**Short problem:**
Repeat, line for line, the entries printed below.

(Saved entries)
^^^^

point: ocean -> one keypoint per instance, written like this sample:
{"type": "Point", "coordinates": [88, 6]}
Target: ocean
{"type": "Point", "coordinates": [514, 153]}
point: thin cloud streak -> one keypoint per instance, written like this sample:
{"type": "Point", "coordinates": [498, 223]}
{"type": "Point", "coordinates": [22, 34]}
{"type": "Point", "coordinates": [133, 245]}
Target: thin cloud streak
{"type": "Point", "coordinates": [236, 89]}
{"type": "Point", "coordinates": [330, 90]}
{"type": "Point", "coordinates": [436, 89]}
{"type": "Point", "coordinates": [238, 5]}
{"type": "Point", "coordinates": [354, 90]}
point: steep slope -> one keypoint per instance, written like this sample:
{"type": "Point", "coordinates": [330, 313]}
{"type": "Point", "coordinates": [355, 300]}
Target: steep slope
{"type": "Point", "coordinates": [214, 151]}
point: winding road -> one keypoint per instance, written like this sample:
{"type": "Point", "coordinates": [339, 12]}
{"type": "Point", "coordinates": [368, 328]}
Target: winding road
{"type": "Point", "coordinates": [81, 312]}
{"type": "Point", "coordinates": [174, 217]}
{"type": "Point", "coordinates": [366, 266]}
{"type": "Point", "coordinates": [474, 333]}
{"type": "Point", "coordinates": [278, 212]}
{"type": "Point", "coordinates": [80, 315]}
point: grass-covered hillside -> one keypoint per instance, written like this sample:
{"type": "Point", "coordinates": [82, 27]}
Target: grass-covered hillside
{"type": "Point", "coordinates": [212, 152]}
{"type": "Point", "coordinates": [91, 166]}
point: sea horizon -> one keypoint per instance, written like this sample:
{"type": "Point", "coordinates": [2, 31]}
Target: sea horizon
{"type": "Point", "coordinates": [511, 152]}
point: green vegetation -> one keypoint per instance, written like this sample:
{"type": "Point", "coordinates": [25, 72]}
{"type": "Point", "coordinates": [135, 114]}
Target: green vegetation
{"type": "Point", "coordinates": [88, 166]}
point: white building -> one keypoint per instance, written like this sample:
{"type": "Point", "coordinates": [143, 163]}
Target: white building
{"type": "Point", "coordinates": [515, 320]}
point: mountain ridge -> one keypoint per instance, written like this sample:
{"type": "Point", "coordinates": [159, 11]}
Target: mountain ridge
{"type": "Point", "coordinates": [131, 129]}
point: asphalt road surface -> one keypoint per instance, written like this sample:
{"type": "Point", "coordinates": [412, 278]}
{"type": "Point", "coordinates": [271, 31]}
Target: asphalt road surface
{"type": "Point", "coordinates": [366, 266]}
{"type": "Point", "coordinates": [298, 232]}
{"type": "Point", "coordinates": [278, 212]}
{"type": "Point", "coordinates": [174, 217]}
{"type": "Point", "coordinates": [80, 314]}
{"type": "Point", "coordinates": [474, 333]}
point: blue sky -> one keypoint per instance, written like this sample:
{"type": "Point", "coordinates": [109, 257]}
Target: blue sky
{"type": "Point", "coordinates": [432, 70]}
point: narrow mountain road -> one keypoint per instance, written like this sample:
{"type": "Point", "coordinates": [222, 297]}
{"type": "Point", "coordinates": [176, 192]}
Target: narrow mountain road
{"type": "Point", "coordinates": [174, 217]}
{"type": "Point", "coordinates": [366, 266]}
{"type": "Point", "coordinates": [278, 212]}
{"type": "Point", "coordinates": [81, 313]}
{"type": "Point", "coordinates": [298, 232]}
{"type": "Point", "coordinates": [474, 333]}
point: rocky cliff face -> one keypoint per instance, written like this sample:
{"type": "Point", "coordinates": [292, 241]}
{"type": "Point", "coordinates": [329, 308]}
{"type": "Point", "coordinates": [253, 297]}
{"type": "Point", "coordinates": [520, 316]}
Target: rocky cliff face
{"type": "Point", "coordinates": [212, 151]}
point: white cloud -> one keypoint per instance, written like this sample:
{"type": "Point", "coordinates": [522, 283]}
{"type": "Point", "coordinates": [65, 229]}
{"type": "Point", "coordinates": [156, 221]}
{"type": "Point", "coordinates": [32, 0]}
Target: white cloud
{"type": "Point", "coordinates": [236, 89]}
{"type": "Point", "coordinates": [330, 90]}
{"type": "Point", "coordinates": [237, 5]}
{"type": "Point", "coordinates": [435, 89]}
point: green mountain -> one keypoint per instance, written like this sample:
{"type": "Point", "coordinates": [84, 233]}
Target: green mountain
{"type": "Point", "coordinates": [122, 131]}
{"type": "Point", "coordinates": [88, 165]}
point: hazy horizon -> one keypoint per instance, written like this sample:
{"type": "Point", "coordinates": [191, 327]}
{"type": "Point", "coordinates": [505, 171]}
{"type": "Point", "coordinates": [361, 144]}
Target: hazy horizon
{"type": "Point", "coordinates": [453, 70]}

^^^^

**Answer in full:**
point: ocean -> one keypoint per instance, written like this sample:
{"type": "Point", "coordinates": [88, 6]}
Target: ocean
{"type": "Point", "coordinates": [514, 153]}
point: thin cloud streak -> one keypoint per instance, written like this sample:
{"type": "Point", "coordinates": [498, 223]}
{"type": "Point", "coordinates": [22, 34]}
{"type": "Point", "coordinates": [133, 245]}
Target: thin cloud streak
{"type": "Point", "coordinates": [236, 89]}
{"type": "Point", "coordinates": [330, 90]}
{"type": "Point", "coordinates": [436, 89]}
{"type": "Point", "coordinates": [238, 5]}
{"type": "Point", "coordinates": [354, 90]}
point: steep slope -> one keypoint per instance, written like this sample:
{"type": "Point", "coordinates": [330, 313]}
{"type": "Point", "coordinates": [355, 300]}
Target: steep slope
{"type": "Point", "coordinates": [214, 151]}
point: winding road -> one keypoint per instance, written like this sample:
{"type": "Point", "coordinates": [339, 12]}
{"type": "Point", "coordinates": [368, 328]}
Target: winding road
{"type": "Point", "coordinates": [81, 312]}
{"type": "Point", "coordinates": [174, 217]}
{"type": "Point", "coordinates": [366, 266]}
{"type": "Point", "coordinates": [474, 333]}
{"type": "Point", "coordinates": [278, 212]}
{"type": "Point", "coordinates": [80, 315]}
point: grass-covered hillside -> one keypoint per instance, written like this sample:
{"type": "Point", "coordinates": [82, 27]}
Target: grass-covered hillside
{"type": "Point", "coordinates": [212, 152]}
{"type": "Point", "coordinates": [91, 166]}
point: sea horizon -> one keypoint per instance, written like this sample:
{"type": "Point", "coordinates": [2, 31]}
Target: sea horizon
{"type": "Point", "coordinates": [511, 152]}
point: green vegetation -> one keypoint per instance, written like this sample:
{"type": "Point", "coordinates": [25, 72]}
{"type": "Point", "coordinates": [135, 114]}
Target: green vegetation
{"type": "Point", "coordinates": [88, 166]}
point: white building -> one keypoint per instance, written like this sample:
{"type": "Point", "coordinates": [143, 163]}
Target: white building
{"type": "Point", "coordinates": [515, 320]}
point: mountain ridge -> one keypoint per instance, written like this sample:
{"type": "Point", "coordinates": [159, 11]}
Target: mountain ridge
{"type": "Point", "coordinates": [131, 129]}
point: asphalt road surface -> one keypoint per instance, written like this sample:
{"type": "Point", "coordinates": [412, 278]}
{"type": "Point", "coordinates": [271, 31]}
Target: asphalt road surface
{"type": "Point", "coordinates": [366, 266]}
{"type": "Point", "coordinates": [298, 232]}
{"type": "Point", "coordinates": [278, 212]}
{"type": "Point", "coordinates": [174, 217]}
{"type": "Point", "coordinates": [80, 314]}
{"type": "Point", "coordinates": [474, 333]}
point: blue sky -> one keypoint per instance, written like this sample:
{"type": "Point", "coordinates": [109, 257]}
Target: blue sky
{"type": "Point", "coordinates": [432, 70]}
point: narrow mountain road -> one keypoint per instance, written like this sample:
{"type": "Point", "coordinates": [222, 297]}
{"type": "Point", "coordinates": [176, 192]}
Target: narrow mountain road
{"type": "Point", "coordinates": [174, 217]}
{"type": "Point", "coordinates": [366, 266]}
{"type": "Point", "coordinates": [278, 212]}
{"type": "Point", "coordinates": [81, 313]}
{"type": "Point", "coordinates": [298, 232]}
{"type": "Point", "coordinates": [474, 333]}
point: rocky cliff face -> one keypoint per instance, written like this sample:
{"type": "Point", "coordinates": [292, 241]}
{"type": "Point", "coordinates": [329, 308]}
{"type": "Point", "coordinates": [253, 297]}
{"type": "Point", "coordinates": [520, 316]}
Target: rocky cliff face
{"type": "Point", "coordinates": [212, 151]}
point: white cloud -> one keypoint per instance, written like this sample:
{"type": "Point", "coordinates": [522, 283]}
{"type": "Point", "coordinates": [65, 229]}
{"type": "Point", "coordinates": [156, 221]}
{"type": "Point", "coordinates": [32, 0]}
Target: white cloud
{"type": "Point", "coordinates": [236, 89]}
{"type": "Point", "coordinates": [330, 90]}
{"type": "Point", "coordinates": [237, 5]}
{"type": "Point", "coordinates": [435, 89]}
point: green mountain -> one keypoint per instance, written like this sample:
{"type": "Point", "coordinates": [84, 233]}
Target: green mountain
{"type": "Point", "coordinates": [122, 131]}
{"type": "Point", "coordinates": [88, 165]}
point: hazy horizon -> one keypoint per instance, written like this sample:
{"type": "Point", "coordinates": [191, 327]}
{"type": "Point", "coordinates": [505, 171]}
{"type": "Point", "coordinates": [361, 144]}
Target: hazy horizon
{"type": "Point", "coordinates": [453, 70]}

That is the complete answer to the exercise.